_INSTRUÇÕES_.
a: No texto sobre a evasão no Ensino Médio, o que Carlos Heitor Cony não sabia fazer aos 20 anos?
b: Por favor, retome o texto sobre a evasão no Ensino Médio logo após a última frase apresentada.

O escritor carioca Carlos Heitor Cony, integrante da Academia Brasileira de Letras, declarou que, aos 20 anos, sabia latim e era capaz de recitar trechos inteiros do Pro Milone, de Cícero, mas que era incompetente nas coisas práticas e necessárias. Ele não sabia sequer tomar um bonde.
O relato de Cony levou-me a refletir sobre a função social do Ensino Médio nas escolas brasileiras, em um momento em que são nos apresentados dados que indicam a evasão dos alunos neste nível de ensino. Há debates que propõem princípios, fundamentos e procedimentos a serem considerados na organização pedagógica e curricular de cada unidade escolar, objetivando a vinculação da educação escolar com o mundo do trabalho e a prática social, consolidando o exercício da cidadania e proporcionando a preparação básica para o trabalho.
Diante dos encaminhamentos propostos, parece-nos que os conteúdos curriculares devem estabelecer a relação entre teoria e prática por meio de situações próximas à realidade do aluno, a fim de que a aplicação dos conhecimentos adquiridos na escola permita a compreensão crítica e a revisão das situações da vida cotidiana. Todavia, quando nos aproximamos da maioria de nossos alunos e, sensivelmente, ouvimos suas vozes interiores, escutamos uma queixa muito semelhante ao lamento de Cony.
Nossos jovens, geralmente, não conseguem fazer conexões entre o saber escolar e o exercício prático desse conhecimento. Esse é, a meu ver, um fator fundamental, dentre outros, que justifica a evasão dos alunos. Falha deles? Penso que não. Problemas complexos exigem reflexões não lineares e abertas. É preciso olhar para todo o contexto e buscar possibilidades.
Culpar somente os alunos é uma atitude reducionista. Disse Bertolt Brecht: “Do rio que tudo arrasta se diz que é violento. Mas ninguém diz violentas as margens que o comprimem”. Da mesma forma, dizer da incapacidade, desmotivação, desencanto e desinteresse dos jovens com relação à escola é ignorar todo o entorno sociocultural que, intercambiando com o sujeito, o constrói. Olhemos para os fazeres pedagógicos, para as inferências didáticas, para o discurso e postura educativa, para a organização do ambiente escolar, para a forma com que agrupamos os alunos, para os conteúdos que elencamos como fundamentais, para as avaliações que organizamos. Não seriam, também, responsáveis pela evasão dos jovens?

_LINHAS DE DADOS_.
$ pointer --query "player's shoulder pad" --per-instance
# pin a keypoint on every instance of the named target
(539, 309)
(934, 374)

_RESPOSTAS_.
a: Ele não sabia sequer tomar um bonde.

b:
Vamos mais longe. Atualmente, em nosso País, existe fraca relação entre a conclusão da escolaridade e a inclusão no mundo do trabalho. Os sucessos sociais e profissionais estão diretamente relacionados com os saberes conquistados na escola? O que fazer? Nesse caso, manual de instruções não existe. Cabe-nos, como educadores, procurar caminhos de conexão entre o que ensinamos e o que faz sentido para o aluno e para a vida.
Tarefa fácil? Evidentemente que não. Aliás, muito difícil. No entanto, é possível, para aqueles que acreditam nas pessoas e têm como eixo balizador de sua vida a educação como ato social de mudança do mundo. Este é o desafio; afinal, o ato educativo é uma prática política que requer muita reflexão e coragem, já que no seu âmago reside a esperança da transformação. Transformação para quê? Para os alunos não ficarem assustados e confusos, na hora de tomar o bonde, ou pior, decidam pular dele porque não sabem para onde vai.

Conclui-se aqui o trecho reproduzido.